Dataset content:
--- START ---
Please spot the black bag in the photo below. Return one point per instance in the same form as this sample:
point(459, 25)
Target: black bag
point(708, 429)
--- END ---
--- START ---
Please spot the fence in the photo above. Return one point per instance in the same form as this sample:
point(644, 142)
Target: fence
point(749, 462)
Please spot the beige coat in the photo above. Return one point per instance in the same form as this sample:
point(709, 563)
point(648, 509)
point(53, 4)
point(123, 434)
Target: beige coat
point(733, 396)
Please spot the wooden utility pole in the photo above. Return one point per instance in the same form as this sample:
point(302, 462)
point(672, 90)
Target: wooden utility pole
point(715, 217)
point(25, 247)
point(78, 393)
--- END ---
--- START ---
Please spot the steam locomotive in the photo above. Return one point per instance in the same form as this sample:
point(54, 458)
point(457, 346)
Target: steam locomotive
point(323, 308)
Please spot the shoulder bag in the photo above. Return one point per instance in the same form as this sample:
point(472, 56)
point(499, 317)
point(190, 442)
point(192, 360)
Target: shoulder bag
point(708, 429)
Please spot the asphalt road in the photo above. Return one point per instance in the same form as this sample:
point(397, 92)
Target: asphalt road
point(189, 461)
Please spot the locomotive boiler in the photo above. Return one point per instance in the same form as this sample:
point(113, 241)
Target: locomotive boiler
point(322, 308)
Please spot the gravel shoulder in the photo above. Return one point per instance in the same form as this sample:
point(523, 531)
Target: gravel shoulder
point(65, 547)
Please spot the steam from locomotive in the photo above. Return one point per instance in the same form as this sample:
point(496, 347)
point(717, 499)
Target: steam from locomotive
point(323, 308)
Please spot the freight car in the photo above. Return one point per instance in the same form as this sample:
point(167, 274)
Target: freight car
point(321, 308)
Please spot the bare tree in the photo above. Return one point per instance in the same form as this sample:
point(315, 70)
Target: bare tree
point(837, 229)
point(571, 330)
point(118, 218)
--- END ---
Exercise directions: Please pull out every line of the rows above that contains the string "pole", matching case exactly.

Result for this task:
Please spot the wooden utility pole in the photo above. Return one point per instance in the same form as this sample:
Target: wooden utility pole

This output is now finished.